— start of Text to read —
I've worked part time some of the last year, I'm helped by a childminder. DH has spells when he works away mon-fri, we're going thru one of those now until next March.

Any Idea what we've done/are doing wrong? How can we undo it.
I'd like to have a strategy in place before parent's evening, apart from which, it might help me deal with him.

OP posts:
binkie · 20/10/2005 16:59

Yes, it's quite true that, easy! But at the same time one of ds's swimming teachers did say something quite persuasive about there being a lag in motor neurone development in children who grow unusually fast, which certainly makes for clumsiness (he was saying that doing co-ordination sports like swimming have been shown to help). Remember "outgrowing your strength" as our grannies used to say? So maybe "outgrowing your self-control"?

Dino, the only thing that ever got commented on with ds was that though he was so big (97th percentile) his head was only sort of 80th. So I have the reverse child.

Easy · 21/10/2005 15:35

My ds does have a large head, when he got his bike last year we had to buy an adults helmet.
I also say it's cos of his brain capacity.
— end of Text to read —
— start of Records supplied —
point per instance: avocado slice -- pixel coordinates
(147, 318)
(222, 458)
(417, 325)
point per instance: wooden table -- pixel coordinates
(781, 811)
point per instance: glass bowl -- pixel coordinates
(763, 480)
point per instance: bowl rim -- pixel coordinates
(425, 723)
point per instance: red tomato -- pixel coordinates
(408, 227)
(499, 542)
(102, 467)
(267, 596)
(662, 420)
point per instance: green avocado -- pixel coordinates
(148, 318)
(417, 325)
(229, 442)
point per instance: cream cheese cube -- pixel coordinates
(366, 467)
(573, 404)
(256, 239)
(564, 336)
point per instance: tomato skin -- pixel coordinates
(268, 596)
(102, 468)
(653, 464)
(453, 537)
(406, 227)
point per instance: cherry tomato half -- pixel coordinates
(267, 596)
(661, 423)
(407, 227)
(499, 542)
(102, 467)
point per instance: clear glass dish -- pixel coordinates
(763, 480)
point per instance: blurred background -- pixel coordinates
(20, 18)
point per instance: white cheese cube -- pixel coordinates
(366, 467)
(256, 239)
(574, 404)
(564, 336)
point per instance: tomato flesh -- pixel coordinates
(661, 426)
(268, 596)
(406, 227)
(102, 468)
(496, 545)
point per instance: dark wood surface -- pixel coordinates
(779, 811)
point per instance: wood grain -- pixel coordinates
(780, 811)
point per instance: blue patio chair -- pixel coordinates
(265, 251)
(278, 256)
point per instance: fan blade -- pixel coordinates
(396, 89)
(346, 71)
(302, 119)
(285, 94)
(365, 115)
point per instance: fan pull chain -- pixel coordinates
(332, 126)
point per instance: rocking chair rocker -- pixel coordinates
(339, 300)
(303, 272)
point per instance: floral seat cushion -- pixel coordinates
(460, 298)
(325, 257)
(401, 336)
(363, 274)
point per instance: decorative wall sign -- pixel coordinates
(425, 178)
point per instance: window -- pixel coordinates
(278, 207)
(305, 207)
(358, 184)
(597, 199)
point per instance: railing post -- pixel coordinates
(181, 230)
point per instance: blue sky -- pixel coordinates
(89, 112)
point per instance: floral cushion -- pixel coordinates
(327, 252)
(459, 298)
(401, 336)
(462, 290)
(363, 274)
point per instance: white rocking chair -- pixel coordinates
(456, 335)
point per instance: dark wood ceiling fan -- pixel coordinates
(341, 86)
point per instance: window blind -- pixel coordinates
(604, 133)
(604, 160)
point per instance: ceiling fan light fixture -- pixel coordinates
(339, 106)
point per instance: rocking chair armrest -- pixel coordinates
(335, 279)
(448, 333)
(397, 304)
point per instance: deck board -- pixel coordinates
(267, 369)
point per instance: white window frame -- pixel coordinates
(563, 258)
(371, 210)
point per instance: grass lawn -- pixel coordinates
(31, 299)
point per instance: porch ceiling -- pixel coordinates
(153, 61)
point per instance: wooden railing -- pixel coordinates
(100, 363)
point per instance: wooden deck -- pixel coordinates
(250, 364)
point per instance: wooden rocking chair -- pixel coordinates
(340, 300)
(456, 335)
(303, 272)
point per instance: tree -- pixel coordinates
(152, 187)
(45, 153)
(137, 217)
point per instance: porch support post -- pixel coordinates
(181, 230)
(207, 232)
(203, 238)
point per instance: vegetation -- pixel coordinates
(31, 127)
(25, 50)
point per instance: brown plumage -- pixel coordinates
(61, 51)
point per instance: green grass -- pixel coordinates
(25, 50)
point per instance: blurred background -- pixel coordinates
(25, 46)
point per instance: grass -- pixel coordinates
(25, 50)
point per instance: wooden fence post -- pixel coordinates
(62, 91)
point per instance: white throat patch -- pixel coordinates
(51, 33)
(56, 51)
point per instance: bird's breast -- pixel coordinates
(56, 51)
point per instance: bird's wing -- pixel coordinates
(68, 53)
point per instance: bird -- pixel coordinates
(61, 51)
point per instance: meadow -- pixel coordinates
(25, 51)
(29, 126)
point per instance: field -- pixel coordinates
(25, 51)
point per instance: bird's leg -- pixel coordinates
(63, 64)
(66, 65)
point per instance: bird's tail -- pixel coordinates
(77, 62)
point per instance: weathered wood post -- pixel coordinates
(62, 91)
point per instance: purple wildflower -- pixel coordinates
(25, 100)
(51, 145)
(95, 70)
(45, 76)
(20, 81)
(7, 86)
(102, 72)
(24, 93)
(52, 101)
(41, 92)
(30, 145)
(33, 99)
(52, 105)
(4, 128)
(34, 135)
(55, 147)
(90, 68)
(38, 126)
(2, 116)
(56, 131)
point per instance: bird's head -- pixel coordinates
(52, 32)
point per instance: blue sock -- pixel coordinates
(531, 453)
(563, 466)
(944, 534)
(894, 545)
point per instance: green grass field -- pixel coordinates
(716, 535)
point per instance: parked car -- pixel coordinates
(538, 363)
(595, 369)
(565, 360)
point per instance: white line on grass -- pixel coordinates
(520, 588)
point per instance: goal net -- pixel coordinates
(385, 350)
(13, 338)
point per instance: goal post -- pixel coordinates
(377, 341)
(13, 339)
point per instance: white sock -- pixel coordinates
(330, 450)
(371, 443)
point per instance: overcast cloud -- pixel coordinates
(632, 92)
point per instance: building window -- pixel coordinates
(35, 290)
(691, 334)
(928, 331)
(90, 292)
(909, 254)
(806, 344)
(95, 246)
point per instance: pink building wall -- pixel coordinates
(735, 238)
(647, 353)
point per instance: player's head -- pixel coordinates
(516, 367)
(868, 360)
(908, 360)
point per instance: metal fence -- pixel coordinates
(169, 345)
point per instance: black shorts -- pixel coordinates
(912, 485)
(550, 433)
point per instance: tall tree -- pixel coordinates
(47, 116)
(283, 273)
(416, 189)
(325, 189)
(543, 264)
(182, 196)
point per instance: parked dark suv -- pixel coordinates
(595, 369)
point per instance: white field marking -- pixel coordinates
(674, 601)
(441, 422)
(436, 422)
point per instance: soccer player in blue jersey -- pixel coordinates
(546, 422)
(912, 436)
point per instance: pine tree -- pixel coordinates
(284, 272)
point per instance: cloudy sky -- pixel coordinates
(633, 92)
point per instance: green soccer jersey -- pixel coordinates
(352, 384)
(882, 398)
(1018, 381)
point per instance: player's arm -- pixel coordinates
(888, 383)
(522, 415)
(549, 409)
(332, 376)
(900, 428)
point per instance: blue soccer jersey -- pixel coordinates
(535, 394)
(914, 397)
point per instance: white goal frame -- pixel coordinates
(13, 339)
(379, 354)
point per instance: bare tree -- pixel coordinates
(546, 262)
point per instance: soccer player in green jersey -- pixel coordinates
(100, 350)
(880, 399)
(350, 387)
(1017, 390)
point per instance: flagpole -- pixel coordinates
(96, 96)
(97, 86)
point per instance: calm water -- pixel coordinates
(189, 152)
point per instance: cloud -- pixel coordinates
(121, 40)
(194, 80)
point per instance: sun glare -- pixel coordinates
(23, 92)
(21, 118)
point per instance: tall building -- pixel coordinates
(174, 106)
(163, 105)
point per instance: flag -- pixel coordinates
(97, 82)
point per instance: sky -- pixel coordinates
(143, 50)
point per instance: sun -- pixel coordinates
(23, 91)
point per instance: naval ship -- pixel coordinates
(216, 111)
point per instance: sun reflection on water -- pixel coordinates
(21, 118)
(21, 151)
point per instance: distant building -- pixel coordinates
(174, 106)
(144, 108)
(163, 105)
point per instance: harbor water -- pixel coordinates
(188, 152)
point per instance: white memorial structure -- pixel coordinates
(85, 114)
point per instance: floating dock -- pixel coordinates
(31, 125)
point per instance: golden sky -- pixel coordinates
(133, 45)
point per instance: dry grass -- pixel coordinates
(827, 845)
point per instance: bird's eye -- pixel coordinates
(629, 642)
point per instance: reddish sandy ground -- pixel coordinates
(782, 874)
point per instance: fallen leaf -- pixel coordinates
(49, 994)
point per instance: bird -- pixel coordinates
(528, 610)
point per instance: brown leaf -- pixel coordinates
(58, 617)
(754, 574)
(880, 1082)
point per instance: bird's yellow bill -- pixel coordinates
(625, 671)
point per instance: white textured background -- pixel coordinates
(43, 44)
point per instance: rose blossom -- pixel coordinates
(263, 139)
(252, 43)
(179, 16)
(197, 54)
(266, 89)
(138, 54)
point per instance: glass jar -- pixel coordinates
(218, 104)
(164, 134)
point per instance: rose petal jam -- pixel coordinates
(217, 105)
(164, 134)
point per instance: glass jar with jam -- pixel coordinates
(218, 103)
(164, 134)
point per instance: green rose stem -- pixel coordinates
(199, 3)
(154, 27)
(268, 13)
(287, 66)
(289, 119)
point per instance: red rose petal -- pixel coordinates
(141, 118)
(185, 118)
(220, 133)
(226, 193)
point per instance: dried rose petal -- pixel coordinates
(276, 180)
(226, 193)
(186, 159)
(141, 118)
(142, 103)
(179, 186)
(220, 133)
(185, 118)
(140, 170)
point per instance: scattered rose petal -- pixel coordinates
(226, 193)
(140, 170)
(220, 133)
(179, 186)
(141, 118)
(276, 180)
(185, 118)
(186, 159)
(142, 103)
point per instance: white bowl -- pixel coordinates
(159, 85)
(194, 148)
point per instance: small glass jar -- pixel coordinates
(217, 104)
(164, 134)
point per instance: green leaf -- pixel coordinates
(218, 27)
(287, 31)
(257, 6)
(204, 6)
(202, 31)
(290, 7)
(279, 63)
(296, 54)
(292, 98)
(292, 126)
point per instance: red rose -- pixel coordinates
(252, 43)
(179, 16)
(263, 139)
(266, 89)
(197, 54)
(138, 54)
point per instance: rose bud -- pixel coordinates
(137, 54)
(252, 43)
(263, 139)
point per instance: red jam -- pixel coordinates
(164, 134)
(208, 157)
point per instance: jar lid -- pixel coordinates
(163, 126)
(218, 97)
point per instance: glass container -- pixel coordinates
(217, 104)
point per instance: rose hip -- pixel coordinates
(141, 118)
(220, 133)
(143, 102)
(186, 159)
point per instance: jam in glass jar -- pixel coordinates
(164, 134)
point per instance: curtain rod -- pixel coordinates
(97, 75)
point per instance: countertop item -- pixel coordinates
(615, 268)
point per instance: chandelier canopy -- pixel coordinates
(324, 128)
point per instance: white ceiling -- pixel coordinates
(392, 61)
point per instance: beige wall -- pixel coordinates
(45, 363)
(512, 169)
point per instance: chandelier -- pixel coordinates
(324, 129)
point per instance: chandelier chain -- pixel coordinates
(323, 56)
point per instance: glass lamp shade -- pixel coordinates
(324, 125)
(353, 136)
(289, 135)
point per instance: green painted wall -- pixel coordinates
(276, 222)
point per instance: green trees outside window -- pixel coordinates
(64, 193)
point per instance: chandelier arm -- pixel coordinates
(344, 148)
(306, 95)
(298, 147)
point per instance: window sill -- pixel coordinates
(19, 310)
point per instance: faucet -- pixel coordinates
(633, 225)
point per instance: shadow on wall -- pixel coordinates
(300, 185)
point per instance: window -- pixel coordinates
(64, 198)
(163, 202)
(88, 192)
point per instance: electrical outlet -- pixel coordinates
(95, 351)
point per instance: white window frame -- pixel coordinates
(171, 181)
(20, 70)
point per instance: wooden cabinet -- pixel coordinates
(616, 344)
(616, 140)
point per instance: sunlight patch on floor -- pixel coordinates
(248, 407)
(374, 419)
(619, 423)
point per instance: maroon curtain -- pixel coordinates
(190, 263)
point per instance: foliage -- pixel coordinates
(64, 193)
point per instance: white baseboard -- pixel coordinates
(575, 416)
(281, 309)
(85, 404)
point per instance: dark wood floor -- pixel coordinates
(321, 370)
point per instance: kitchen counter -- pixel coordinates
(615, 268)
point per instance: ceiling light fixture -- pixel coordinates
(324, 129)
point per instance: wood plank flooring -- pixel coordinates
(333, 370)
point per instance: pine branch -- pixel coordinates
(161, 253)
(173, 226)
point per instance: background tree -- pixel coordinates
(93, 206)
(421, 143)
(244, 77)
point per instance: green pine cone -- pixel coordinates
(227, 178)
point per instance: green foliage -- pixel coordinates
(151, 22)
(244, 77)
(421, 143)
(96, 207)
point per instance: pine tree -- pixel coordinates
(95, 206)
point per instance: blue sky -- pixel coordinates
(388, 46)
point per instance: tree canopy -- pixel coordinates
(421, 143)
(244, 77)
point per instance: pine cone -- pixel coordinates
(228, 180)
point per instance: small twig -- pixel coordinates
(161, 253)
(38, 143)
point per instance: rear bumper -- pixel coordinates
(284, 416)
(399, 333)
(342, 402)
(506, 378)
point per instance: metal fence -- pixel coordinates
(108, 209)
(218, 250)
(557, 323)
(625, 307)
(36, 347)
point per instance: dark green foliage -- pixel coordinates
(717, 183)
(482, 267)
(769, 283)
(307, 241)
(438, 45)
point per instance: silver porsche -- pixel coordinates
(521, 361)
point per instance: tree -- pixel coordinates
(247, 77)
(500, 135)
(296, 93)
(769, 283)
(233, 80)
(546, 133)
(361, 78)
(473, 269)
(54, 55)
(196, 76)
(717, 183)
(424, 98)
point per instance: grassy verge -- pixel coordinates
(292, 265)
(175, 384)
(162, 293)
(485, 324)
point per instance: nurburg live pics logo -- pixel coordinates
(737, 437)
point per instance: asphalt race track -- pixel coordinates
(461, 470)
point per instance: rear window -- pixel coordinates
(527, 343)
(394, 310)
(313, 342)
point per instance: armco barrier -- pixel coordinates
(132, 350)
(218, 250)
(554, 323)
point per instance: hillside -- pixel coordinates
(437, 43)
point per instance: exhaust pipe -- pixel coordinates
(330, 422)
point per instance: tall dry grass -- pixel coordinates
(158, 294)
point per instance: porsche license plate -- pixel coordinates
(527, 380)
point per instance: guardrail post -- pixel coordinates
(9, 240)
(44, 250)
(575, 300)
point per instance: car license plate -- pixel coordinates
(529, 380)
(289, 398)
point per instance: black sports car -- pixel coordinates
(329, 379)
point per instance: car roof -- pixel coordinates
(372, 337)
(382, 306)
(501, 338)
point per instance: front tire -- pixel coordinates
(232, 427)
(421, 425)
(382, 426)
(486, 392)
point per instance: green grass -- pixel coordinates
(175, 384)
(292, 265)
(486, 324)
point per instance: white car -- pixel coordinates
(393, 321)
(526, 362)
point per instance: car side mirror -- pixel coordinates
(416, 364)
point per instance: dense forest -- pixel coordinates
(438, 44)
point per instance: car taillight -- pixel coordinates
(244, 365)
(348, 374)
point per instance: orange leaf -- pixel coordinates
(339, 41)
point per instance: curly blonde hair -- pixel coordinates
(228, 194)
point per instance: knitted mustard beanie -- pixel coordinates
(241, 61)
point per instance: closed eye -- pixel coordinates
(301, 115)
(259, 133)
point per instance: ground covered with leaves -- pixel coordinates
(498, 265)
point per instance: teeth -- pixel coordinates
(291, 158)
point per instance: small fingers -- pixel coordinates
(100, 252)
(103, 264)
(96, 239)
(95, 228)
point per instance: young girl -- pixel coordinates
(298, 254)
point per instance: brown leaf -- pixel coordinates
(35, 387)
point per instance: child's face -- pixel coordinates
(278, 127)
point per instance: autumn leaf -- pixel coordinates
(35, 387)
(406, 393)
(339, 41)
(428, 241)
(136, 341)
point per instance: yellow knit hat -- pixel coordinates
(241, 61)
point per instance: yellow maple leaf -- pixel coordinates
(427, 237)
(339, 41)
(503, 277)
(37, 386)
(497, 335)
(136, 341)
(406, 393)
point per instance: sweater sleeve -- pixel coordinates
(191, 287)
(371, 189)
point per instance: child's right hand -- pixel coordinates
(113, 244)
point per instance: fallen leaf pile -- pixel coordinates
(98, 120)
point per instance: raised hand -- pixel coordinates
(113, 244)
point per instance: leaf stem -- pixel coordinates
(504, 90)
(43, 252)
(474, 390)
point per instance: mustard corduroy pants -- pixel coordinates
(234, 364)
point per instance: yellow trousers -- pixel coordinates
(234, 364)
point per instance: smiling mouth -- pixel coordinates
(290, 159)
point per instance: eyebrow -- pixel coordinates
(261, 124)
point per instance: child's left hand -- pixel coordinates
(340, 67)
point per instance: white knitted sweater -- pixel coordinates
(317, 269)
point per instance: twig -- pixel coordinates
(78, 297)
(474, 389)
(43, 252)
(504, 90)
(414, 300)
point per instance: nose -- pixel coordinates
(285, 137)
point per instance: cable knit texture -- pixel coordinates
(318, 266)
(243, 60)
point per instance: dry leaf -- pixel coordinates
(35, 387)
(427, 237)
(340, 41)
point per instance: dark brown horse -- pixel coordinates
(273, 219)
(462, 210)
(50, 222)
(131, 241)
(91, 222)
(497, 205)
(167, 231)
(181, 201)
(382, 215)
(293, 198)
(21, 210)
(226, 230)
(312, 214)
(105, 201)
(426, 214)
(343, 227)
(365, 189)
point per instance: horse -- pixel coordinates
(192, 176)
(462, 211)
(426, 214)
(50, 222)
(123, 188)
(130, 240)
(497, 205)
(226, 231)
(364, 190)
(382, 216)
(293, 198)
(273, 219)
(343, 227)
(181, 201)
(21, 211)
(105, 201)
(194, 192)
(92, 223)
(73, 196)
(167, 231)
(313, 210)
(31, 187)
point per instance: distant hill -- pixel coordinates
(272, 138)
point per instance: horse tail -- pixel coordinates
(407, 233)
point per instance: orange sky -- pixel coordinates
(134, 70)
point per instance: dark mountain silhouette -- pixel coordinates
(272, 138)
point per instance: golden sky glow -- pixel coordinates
— end of Records supplied —
• Set exercise 1: Report every line of the listing that contains the word "cone". Case counts.
• Set exercise 2: Extend the parenting forum thread, picking up right after its last sentence.

• Task response 1:
point per instance: green pine cone -- pixel coordinates
point per instance: pine cone -- pixel coordinates

• Task response 2:
Coming home from school yesterday he was asking me 'why do the vapour trails that the jets make dissipate like that?' Hmm, everyone comments on his wide vocabulary.

OP posts:
nooka · 21/10/2005 21:28

I think that the "in common" thing is being bright (my ds could easily have said that!), and I do think there is something about the brain growing in one way and neglecting another. But I'm not sure if ds will ever be quite like other kids. There are a lot of academics in my family (although not me!), and I think he has just inherited a different way of looking at the world than his peers. It seems that he has two modes, very grown up and almost intellectual, or just plain silly and out of control. He is learning how to stay in control, and now makes friends easily, but it clearly took him longer to learn the rules. We have found that structured sport (currently gymnastics and swimming) are helping, and we have been recommended karate too. Mostly I am very proud of him, but sometimes he still drives me around the bend!

roisin · 22/10/2005 02:01

Nooka - what an excellent post. Your comment about "two modes" fits so closely with ds1, who is now 8 and has made loads of progress over the last 3 years and learned many of the rules, even some of the unwritten one about appropriate social behaviour.

We too were told by experienced teachers, and Ed Psych, that much of the behaviour was related to his 'brightness'; and that whilst he might well always be somewhat unusual (I like the term eccentric) and never quite "fit in" - his behaviour would not be unacceptable/inappropriate for long. I had my doubts at the time, but it has proved to be the case.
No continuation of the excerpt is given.